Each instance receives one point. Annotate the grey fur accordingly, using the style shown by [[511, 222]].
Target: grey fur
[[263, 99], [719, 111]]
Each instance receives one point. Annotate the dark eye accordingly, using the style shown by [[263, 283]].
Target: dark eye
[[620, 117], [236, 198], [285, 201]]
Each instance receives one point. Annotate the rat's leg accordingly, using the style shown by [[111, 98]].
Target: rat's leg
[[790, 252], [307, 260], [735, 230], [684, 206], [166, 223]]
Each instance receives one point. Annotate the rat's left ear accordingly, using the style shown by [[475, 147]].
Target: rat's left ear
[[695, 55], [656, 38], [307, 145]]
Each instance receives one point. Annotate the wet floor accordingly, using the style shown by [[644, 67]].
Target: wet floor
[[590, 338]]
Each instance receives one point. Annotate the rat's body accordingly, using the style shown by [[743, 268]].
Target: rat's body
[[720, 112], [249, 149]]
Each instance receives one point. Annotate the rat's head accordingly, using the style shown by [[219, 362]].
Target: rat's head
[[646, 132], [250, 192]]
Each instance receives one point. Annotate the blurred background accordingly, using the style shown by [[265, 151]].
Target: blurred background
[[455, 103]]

----

Shift the data from the line with "Each instance receives one point. Annotate the wet" through the end, inclusive, by 144. Reproduce those lines in full, the requests included, and add 144 to every coordinate in the answers, leaving the numbers within the requests unchanged.

### WRITTEN ANSWER
Each instance receives one point. Annotate the wet floor accordingly, using the style shown by [[644, 67]].
Target: wet floor
[[734, 482]]
Each instance receives one point. Annotate the rat's body accordingly, using the style shown by [[743, 268]].
Target: rat's body
[[864, 256], [393, 293]]
Each instance receives one point. Annotate the rat's head accordingly, using the style shown by [[219, 362]].
Target: rat's head
[[790, 276], [394, 336]]
Each instance receives one point. Annotate the blurred background accordingly, using the style shown by [[265, 151]].
Target: blurred background
[[599, 247]]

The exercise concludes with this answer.